- _DATA_:
[Start of section]
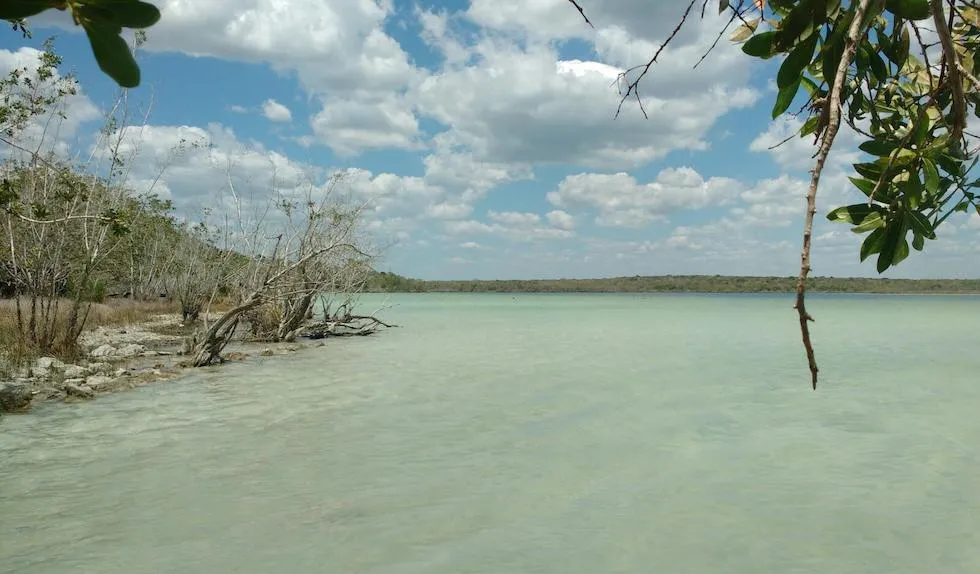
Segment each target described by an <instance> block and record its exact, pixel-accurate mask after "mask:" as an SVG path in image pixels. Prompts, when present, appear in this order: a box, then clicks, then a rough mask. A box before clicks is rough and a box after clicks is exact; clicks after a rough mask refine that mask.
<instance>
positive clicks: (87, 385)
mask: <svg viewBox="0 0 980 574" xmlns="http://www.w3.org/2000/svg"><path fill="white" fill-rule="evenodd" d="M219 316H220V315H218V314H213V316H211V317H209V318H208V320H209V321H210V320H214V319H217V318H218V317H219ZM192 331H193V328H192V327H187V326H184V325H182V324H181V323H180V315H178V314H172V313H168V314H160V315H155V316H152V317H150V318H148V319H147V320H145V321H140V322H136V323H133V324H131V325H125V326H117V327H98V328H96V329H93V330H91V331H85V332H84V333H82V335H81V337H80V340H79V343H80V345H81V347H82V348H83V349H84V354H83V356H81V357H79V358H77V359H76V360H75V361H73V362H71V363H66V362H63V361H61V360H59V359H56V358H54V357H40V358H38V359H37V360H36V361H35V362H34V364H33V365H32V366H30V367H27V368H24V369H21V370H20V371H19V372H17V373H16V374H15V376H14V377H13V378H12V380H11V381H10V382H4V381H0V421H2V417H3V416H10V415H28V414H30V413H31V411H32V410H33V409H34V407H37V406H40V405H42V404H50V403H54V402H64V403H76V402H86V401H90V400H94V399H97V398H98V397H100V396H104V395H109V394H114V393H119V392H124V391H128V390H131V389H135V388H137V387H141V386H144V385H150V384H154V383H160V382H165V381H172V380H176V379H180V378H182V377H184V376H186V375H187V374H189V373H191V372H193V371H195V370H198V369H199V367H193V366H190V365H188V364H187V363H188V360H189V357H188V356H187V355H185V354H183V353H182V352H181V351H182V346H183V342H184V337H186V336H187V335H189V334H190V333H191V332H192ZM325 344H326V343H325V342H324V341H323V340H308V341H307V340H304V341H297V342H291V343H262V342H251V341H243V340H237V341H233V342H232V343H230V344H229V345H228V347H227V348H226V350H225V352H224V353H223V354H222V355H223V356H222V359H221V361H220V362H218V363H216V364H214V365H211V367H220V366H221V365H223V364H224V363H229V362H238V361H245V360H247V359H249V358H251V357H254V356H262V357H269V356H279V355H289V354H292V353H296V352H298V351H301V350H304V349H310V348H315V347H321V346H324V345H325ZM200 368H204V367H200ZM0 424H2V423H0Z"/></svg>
[End of section]
[Start of section]
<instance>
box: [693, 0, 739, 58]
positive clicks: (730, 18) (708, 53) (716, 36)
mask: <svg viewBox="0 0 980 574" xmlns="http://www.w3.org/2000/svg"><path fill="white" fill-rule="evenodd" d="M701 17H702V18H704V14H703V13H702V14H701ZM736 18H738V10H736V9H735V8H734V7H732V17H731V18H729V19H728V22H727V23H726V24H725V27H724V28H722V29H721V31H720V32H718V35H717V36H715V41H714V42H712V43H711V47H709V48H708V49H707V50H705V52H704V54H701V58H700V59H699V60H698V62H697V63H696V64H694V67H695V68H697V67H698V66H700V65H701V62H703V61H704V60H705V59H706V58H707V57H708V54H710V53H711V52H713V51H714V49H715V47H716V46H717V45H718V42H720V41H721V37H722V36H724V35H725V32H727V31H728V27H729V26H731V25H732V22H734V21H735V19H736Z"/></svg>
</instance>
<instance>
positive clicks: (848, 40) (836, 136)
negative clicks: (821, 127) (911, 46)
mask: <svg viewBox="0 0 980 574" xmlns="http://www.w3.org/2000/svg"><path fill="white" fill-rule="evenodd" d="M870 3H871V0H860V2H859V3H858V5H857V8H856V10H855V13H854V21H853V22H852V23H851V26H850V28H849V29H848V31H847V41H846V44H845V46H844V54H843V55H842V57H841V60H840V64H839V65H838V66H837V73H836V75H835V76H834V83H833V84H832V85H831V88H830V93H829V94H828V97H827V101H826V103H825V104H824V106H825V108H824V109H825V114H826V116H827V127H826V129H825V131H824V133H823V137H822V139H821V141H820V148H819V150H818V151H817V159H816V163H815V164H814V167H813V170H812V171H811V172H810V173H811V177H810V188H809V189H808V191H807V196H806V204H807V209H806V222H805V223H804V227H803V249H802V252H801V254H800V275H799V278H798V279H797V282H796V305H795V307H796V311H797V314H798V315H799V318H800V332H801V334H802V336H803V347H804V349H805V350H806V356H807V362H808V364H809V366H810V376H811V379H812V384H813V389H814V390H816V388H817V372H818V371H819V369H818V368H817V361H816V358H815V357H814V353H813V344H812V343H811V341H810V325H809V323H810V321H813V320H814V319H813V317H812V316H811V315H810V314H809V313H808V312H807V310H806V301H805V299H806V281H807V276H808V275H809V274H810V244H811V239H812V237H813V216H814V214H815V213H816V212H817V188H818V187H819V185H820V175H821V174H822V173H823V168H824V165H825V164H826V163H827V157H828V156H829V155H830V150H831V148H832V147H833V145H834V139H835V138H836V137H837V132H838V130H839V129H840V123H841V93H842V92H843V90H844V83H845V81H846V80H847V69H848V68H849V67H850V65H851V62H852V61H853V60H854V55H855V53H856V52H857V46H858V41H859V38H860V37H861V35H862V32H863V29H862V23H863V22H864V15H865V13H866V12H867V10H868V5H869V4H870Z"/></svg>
[End of section]
- _TASK DESCRIPTION_: Set down, unchanged, only those lines above that fall between the line with "positive clicks: (730, 18)" and the line with "positive clicks: (848, 40) (836, 136)", the two end lines included.

- _THE COMPLETED TASK_:
positive clicks: (730, 18) (708, 53) (716, 36)
mask: <svg viewBox="0 0 980 574" xmlns="http://www.w3.org/2000/svg"><path fill="white" fill-rule="evenodd" d="M701 17H702V18H704V14H703V13H702V14H701ZM736 18H738V10H736V9H735V8H734V7H732V17H731V18H729V19H728V22H727V23H726V24H725V27H724V28H722V29H721V31H720V32H718V35H717V36H715V41H714V42H712V43H711V47H709V48H708V49H707V50H705V52H704V54H701V58H700V59H699V60H698V62H697V63H696V64H694V67H695V68H697V67H698V66H700V65H701V62H703V61H704V60H705V59H706V58H707V57H708V54H710V53H711V52H713V51H714V49H715V47H716V46H717V45H718V42H720V41H721V37H722V36H724V35H725V32H727V31H728V27H729V26H731V25H732V22H734V21H735V19H736Z"/></svg>
</instance>
<instance>
positive clicks: (848, 40) (836, 136)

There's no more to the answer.